What you should do >>
Take the lines from the one with "Target: green wall" through the end of the material below and repeat them exactly, dropping every picture.

Data to process >>
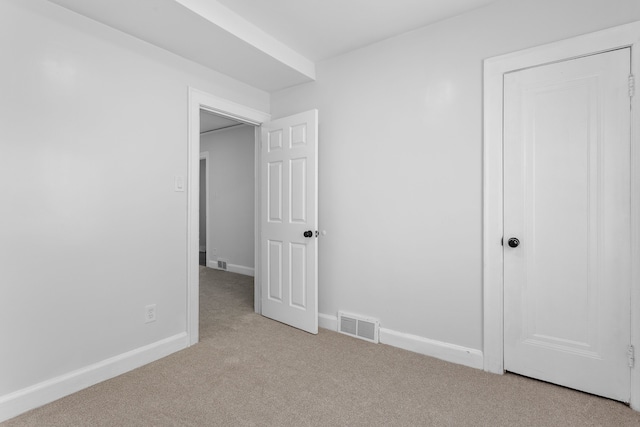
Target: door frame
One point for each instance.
(200, 100)
(205, 156)
(493, 280)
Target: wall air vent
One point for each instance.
(358, 326)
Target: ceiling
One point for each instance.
(268, 44)
(321, 29)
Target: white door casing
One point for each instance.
(199, 100)
(567, 198)
(289, 211)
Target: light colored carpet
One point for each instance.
(251, 371)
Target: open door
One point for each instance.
(288, 244)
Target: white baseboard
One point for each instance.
(233, 268)
(327, 321)
(241, 269)
(21, 401)
(438, 349)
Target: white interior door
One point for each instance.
(567, 200)
(289, 245)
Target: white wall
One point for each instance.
(231, 196)
(400, 157)
(93, 129)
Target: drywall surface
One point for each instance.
(231, 194)
(93, 130)
(400, 162)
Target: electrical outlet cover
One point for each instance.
(150, 313)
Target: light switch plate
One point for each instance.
(179, 183)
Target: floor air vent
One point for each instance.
(359, 327)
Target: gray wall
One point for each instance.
(93, 132)
(400, 156)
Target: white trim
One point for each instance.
(257, 224)
(241, 269)
(204, 155)
(222, 129)
(20, 401)
(232, 268)
(327, 321)
(440, 350)
(199, 100)
(494, 70)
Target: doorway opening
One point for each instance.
(227, 196)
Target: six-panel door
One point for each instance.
(289, 210)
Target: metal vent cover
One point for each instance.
(358, 326)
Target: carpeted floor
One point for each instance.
(251, 371)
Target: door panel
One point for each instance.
(567, 198)
(290, 207)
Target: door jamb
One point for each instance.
(199, 100)
(493, 281)
(205, 156)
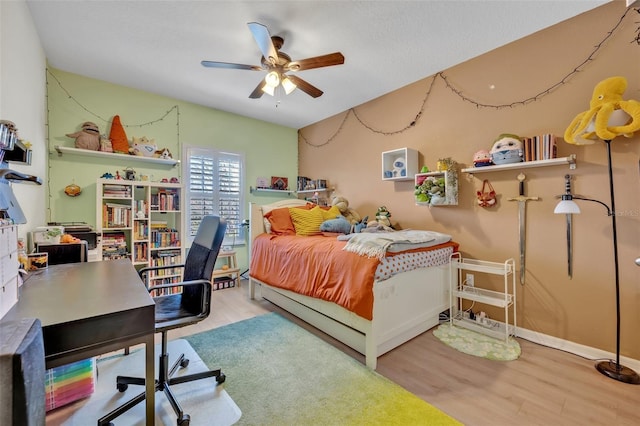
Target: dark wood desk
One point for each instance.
(88, 309)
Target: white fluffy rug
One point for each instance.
(206, 402)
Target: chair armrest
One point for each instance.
(143, 272)
(180, 284)
(206, 286)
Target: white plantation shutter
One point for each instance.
(215, 182)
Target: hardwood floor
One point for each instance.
(543, 387)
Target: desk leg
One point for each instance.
(150, 384)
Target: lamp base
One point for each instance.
(618, 372)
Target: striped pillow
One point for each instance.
(306, 222)
(331, 213)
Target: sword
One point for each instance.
(522, 212)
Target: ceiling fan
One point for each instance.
(278, 63)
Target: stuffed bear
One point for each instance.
(343, 205)
(163, 153)
(382, 216)
(88, 137)
(143, 147)
(507, 149)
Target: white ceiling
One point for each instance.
(157, 46)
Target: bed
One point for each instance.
(401, 306)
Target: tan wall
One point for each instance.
(582, 309)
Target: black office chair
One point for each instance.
(190, 306)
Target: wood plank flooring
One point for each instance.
(543, 387)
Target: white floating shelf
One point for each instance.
(114, 156)
(273, 191)
(570, 160)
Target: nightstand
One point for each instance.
(224, 278)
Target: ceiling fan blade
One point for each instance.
(228, 65)
(257, 92)
(263, 38)
(335, 58)
(306, 87)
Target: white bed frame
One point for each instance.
(405, 305)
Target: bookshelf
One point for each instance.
(141, 221)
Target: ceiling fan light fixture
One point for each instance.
(268, 90)
(288, 85)
(272, 79)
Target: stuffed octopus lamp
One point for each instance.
(609, 115)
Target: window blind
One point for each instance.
(215, 187)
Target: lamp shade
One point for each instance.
(288, 85)
(567, 207)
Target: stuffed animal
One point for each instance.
(143, 147)
(608, 116)
(507, 149)
(118, 136)
(482, 158)
(383, 215)
(374, 226)
(399, 169)
(343, 205)
(163, 153)
(339, 225)
(359, 226)
(88, 137)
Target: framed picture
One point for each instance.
(280, 183)
(262, 182)
(302, 182)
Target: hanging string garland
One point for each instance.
(105, 120)
(148, 123)
(465, 98)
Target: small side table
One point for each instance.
(232, 272)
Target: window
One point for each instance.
(214, 186)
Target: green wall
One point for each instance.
(269, 150)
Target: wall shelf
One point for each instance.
(570, 160)
(99, 154)
(271, 191)
(410, 157)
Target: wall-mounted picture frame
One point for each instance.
(280, 183)
(262, 183)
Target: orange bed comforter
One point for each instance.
(317, 266)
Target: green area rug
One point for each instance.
(477, 344)
(280, 374)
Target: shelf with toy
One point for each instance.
(399, 164)
(570, 160)
(271, 191)
(438, 188)
(110, 155)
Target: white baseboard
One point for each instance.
(574, 348)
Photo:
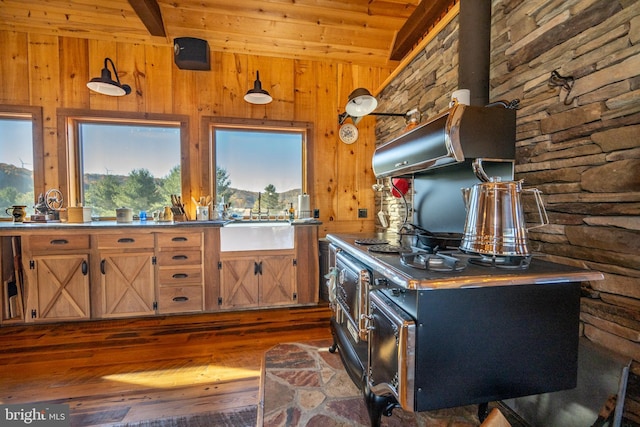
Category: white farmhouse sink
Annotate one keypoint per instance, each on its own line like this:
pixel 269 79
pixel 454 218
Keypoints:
pixel 256 236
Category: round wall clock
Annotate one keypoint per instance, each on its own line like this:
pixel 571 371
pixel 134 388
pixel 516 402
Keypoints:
pixel 348 133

Answer to the exercise >>
Target: green wall
One point for each instance.
(269, 150)
Target: wall shelf
One point for each instance.
(570, 160)
(99, 154)
(271, 191)
(410, 157)
Target: wall-mounted picture frame
One point for each instance.
(280, 183)
(262, 183)
Target: orange bed comforter
One point for each instance.
(317, 266)
Target: green area rug
One point for each instance.
(477, 344)
(280, 374)
Target: shelf with toy
One point for each instance.
(399, 164)
(570, 160)
(271, 191)
(438, 188)
(110, 155)
Target: white baseboard
One point for each instance.
(574, 348)
Photo:
Category: white farmhouse sink
Annotate one keypoint per instance, each on its own line like this:
pixel 269 79
pixel 454 218
Keypoints:
pixel 256 236
Category: round wall clock
Annotate one keypoint per instance, each on its own line like this:
pixel 571 371
pixel 134 388
pixel 516 402
Keypoints:
pixel 348 133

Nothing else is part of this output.